Dati memorizzati

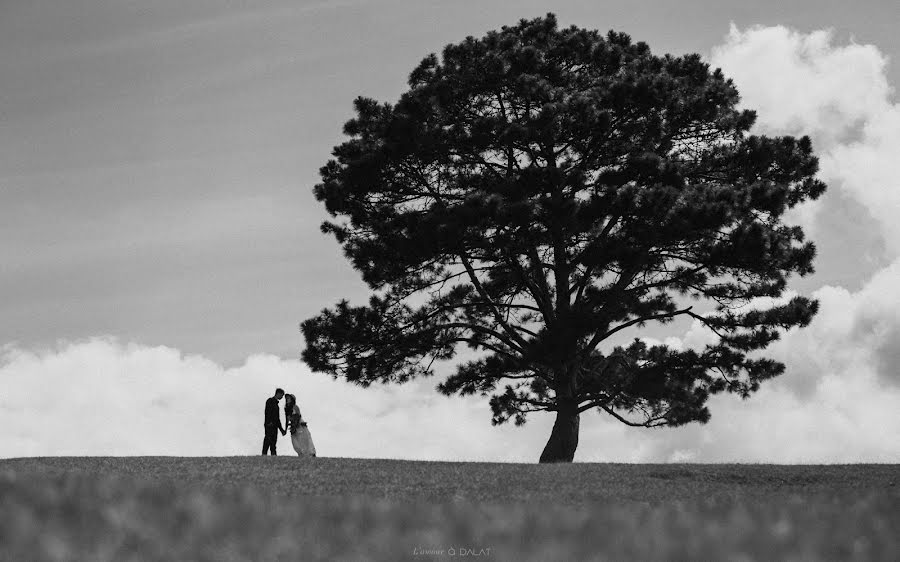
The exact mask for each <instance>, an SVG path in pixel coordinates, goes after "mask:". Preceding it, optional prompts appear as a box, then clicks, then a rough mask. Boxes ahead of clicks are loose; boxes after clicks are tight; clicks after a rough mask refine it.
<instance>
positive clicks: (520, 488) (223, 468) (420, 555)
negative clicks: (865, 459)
mask: <svg viewBox="0 0 900 562" xmlns="http://www.w3.org/2000/svg"><path fill="white" fill-rule="evenodd" d="M898 476H900V467H898V466H896V465H829V466H773V465H689V464H685V465H613V464H572V465H553V466H542V465H523V464H494V463H451V462H420V461H394V460H370V459H339V458H320V459H314V460H312V461H303V460H301V459H298V458H296V457H277V458H272V457H268V458H263V457H224V458H180V457H125V458H103V457H81V458H63V457H56V458H37V459H11V460H0V513H2V517H0V559H3V560H31V559H55V560H73V559H76V560H87V559H89V560H98V559H100V560H128V559H133V560H148V559H166V560H172V559H179V560H185V559H190V560H193V559H201V560H245V559H251V560H275V559H280V560H318V559H323V560H445V561H448V560H455V559H466V560H473V559H477V560H483V559H490V560H674V559H678V560H700V559H702V560H720V559H732V560H734V559H744V560H754V559H756V560H774V559H778V560H786V559H795V560H815V559H831V560H853V559H856V560H896V559H898V558H900V532H898V530H900V488H898V486H897V485H896V481H897V479H898V478H897V477H898Z"/></svg>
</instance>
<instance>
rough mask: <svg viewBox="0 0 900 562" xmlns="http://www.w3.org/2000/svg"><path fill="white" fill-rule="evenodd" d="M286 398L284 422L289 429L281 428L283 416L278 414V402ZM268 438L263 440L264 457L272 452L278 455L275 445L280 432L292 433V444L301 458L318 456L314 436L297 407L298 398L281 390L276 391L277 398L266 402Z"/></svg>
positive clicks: (277, 438) (277, 390) (265, 425)
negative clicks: (281, 415)
mask: <svg viewBox="0 0 900 562" xmlns="http://www.w3.org/2000/svg"><path fill="white" fill-rule="evenodd" d="M282 398H284V422H285V425H287V429H284V428H283V427H282V426H281V415H280V414H279V413H278V402H279V400H281V399H282ZM263 427H264V428H265V429H266V436H265V438H264V439H263V455H265V454H266V453H267V452H268V451H271V453H272V454H273V455H277V454H278V452H277V451H276V450H275V443H276V442H277V441H278V432H279V431H281V434H282V435H285V434H287V432H288V431H290V432H291V444H292V445H293V446H294V450H295V451H297V454H298V455H300V456H301V457H314V456H316V447H315V445H313V443H312V436H311V435H310V434H309V429H308V428H307V427H306V422H305V421H303V418H302V417H301V416H300V408H298V407H297V398H296V397H295V396H294V395H293V394H285V393H284V391H283V390H281V389H280V388H276V389H275V396H273V397H271V398H269V399H268V400H266V418H265V422H264V423H263Z"/></svg>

## Lavoro richiesto
Ricopia tutto dall'inizio delle voci fino alla riga che contiene "negative clicks: (865, 459)", inclusa, tralasciando le immagini.

## Esito del compito
The exact mask for each <instance>, an SVG path in pixel coordinates, goes after "mask:". Preceding it, optional prompts appear as a box, then clicks, then a rough mask. Boxes ahead of clicks are loose; boxes after clicks are tight; clicks after a rough mask refine it.
<instance>
positive clicks: (520, 488) (223, 468) (420, 555)
negative clicks: (865, 459)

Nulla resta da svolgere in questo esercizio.